## TEXTE CITÉ:

====

Le 1er septembre à Kinshasa, Martin Fayulu a ouvertement apporté son soutien à une démarche de l’avocat Théodore Ngoy, visant à faire destituer le président Félix Tshisekedi, qu’ils accusent d’avoir violé la constitution en nommant les deux juges de la Cour constitutionnelle à la Cour de cassation, alors que ces derniers sont en plein mandat.  Le Pasteur Théodore Ngoy, candidat malheureux à la présidentielle de 2018, comme Martin Fayulu, appelle le Parlement congolais à convoquer un congrès pour mettre en accusation le Chef de l’État pour l’infraction de « haute trahison » suite à son Ordonnance n° 20/116 du 17 juillet 2020, portant nomination des membres de la Cour Constitutionnelle et l’Ordonnance d’organisation judiciaire n° 20/108 du 17 juillet 2020 portant nomination des Magistrats civils du siège : Cour de cassation.

Dans la même logique, Martin Fayulu qualifie les nominations de Félix Tshisekedi de haute trahison. « Non seulement qu’il n’est pas légitime, il pose des actes en violation intentionnelle de la Constitution. On ne peut pas laisser passer cet aspect des choses », a-t-il déclaré et d’ajouter: « C’est pour cela que je soutiens totalement l’action de Théodore Ngoy ». « Notre démarche est amorcée en rapport avec la violation intentionnelle et manifeste de la Constitution et des dispositions légales et règlementaires applicables à l’espèce. C’est dans ce cadre que nous avons échangé avec Martin Fayulu qui a adhéré à cette vision », a dit Théodore Ngoy.

====

## DONNÉES FOURNIES:
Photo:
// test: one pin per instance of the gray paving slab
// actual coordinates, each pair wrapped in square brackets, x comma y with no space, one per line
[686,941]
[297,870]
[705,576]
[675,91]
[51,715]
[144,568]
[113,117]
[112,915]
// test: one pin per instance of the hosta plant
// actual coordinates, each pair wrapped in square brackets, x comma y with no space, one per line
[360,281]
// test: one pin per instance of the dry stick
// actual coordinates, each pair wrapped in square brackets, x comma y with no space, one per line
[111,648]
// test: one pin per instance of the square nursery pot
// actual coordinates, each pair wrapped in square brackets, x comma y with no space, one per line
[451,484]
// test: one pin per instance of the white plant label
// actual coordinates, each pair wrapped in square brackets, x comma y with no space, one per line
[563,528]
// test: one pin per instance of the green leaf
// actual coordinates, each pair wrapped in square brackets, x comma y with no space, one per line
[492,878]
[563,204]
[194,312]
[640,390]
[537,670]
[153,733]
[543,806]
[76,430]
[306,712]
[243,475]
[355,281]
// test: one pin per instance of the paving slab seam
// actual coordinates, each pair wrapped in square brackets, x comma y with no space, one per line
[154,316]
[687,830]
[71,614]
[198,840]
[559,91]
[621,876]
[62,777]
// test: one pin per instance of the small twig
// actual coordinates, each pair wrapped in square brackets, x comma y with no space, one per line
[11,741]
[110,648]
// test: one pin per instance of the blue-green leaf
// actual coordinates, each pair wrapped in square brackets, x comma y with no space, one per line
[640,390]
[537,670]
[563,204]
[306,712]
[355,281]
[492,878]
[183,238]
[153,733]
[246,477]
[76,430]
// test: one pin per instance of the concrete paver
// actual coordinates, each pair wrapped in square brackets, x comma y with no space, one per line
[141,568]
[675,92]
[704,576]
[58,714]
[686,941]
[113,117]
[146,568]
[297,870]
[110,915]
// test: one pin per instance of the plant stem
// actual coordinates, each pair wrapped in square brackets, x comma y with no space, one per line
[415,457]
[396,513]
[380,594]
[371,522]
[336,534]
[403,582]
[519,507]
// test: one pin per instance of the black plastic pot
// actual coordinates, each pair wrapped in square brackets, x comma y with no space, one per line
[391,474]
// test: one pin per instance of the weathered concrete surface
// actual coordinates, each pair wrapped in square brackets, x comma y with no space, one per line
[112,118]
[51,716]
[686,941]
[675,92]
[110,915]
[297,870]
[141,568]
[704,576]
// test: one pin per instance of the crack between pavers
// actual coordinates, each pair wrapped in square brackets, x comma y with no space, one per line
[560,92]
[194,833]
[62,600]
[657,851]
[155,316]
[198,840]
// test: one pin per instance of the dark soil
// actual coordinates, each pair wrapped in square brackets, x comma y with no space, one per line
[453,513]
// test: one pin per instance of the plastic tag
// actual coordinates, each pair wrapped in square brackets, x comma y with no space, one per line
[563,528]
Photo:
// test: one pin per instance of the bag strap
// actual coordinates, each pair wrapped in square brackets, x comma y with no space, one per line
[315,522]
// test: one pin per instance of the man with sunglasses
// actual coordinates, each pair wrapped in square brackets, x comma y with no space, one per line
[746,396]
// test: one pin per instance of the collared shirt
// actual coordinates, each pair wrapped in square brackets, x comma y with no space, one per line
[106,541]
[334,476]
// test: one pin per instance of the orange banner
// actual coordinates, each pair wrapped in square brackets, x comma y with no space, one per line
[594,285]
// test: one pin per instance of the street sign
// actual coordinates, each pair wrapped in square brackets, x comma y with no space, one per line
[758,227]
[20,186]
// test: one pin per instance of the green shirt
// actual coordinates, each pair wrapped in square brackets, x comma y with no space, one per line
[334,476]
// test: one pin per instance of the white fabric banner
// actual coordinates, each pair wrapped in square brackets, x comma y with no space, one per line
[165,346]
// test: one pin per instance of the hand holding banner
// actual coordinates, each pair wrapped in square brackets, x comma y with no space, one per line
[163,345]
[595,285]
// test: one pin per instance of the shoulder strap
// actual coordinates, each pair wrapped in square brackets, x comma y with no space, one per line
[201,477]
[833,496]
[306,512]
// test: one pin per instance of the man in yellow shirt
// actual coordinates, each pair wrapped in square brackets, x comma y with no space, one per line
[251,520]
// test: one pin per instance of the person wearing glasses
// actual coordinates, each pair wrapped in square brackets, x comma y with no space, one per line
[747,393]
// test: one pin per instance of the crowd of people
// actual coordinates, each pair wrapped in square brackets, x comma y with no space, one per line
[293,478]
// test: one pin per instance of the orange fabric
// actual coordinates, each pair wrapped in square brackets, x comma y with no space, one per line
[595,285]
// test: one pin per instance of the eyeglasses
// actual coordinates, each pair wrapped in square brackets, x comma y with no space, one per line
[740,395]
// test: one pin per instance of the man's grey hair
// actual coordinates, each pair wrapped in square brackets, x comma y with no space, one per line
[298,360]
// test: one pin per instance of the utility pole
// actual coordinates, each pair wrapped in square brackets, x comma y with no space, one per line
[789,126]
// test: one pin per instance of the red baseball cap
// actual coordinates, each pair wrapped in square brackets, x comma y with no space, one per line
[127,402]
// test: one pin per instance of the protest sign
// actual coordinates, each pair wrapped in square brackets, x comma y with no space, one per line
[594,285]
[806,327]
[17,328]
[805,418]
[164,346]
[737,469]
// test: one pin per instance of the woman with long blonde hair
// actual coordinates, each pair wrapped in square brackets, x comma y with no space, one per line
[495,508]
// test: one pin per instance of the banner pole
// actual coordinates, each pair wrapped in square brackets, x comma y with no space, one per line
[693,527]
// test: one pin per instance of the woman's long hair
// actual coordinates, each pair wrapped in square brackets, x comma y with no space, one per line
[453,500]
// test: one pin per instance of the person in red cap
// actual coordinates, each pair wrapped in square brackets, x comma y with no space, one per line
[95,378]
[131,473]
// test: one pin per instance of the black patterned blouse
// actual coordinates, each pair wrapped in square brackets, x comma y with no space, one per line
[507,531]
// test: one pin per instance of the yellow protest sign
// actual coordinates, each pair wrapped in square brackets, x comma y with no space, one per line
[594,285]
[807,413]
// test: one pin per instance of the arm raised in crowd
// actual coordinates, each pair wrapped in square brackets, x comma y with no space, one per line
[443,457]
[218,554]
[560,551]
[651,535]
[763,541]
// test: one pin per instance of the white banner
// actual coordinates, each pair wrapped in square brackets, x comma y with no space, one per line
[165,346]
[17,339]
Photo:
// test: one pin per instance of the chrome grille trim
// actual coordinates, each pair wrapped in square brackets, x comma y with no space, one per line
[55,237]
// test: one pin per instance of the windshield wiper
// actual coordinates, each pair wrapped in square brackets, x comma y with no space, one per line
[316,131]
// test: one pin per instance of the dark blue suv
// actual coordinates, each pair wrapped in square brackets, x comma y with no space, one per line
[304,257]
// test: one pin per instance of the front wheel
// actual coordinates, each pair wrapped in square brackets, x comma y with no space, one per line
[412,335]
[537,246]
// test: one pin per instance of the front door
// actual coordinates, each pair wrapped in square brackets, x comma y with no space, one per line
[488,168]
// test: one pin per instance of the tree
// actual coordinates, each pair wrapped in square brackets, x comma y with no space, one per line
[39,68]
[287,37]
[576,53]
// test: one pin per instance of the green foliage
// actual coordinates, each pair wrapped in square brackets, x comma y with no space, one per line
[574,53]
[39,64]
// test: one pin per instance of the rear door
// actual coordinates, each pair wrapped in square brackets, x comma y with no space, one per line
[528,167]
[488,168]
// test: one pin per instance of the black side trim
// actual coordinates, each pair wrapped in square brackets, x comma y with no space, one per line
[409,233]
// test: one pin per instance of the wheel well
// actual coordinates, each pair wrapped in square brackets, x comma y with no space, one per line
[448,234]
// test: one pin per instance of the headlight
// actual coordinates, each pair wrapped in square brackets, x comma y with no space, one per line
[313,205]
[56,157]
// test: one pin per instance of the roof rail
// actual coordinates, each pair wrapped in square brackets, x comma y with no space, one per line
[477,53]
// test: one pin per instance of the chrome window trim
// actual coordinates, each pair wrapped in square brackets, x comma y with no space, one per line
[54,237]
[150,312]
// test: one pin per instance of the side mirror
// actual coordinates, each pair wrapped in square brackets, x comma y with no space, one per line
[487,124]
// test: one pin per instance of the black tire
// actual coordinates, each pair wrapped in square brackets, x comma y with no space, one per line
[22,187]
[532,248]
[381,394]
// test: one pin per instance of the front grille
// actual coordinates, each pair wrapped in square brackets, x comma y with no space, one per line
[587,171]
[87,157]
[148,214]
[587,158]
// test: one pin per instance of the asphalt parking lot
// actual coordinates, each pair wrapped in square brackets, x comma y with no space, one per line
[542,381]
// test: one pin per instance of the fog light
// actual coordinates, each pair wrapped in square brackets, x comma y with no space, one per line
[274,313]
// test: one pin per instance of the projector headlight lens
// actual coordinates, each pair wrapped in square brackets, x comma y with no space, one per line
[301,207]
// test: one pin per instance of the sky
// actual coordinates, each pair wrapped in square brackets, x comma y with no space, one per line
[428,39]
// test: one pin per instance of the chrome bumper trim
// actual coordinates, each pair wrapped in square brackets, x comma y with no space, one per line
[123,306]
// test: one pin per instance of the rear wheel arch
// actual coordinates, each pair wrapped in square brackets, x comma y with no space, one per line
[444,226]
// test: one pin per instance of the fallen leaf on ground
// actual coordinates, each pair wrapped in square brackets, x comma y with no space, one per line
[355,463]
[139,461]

====

## TRAVAIL DEMANDÉ:
1. D'après le texte cité, à quelle élection Théodore Ngoy a-t-il été candidat malheureux ?
2. Dites si chacune des affirmations suivantes est conforme au texte cité, en répondant par oui ou par non et en citant les mots qui le montrent. (a) Martin Fayulu a apporté son soutien à la démarche de Théodore Ngoy le 1er septembre à Kinshasa. (b) Théodore Ngoy demande à la Cour de cassation de destituer le président. (c) Les deux juges nommés à la Cour de cassation avaient achevé leur mandat à la Cour constitutionnelle.
3. Recopiez fidèlement le passage du texte cité qui commence par « Le 1er septembre » et se poursuit jusqu'à « Cour de cassation. » inclus.
Répondez en vous fondant uniquement sur le texte cité.

## RÉPONSES ATTENDUES:
1. À la présidentielle de 2018.

2.
(a) Oui : « Le 1er septembre à Kinshasa, Martin Fayulu a ouvertement apporté son soutien à une démarche de l’avocat Théodore Ngoy ».
(b) Non : « appelle le Parlement congolais à convoquer un congrès pour mettre en accusation le Chef de l’État ».
(c) Non : « alors que ces derniers sont en plein mandat ».

3.
Le 1er septembre à Kinshasa, Martin Fayulu a ouvertement apporté son soutien à une démarche de l’avocat Théodore Ngoy, visant à faire destituer le président Félix Tshisekedi, qu’ils accusent d’avoir violé la constitution en nommant les deux juges de la Cour constitutionnelle à la Cour de cassation, alors que ces derniers sont en plein mandat.  Le Pasteur Théodore Ngoy, candidat malheureux à la présidentielle de 2018, comme Martin Fayulu, appelle le Parlement congolais à convoquer un congrès pour mettre en accusation le Chef de l’État pour l’infraction de « haute trahison » suite à son Ordonnance n° 20/116 du 17 juillet 2020, portant nomination des membres de la Cour Constitutionnelle et l’Ordonnance d’organisation judiciaire n° 20/108 du 17 juillet 2020 portant nomination des Magistrats civils du siège : Cour de cassation.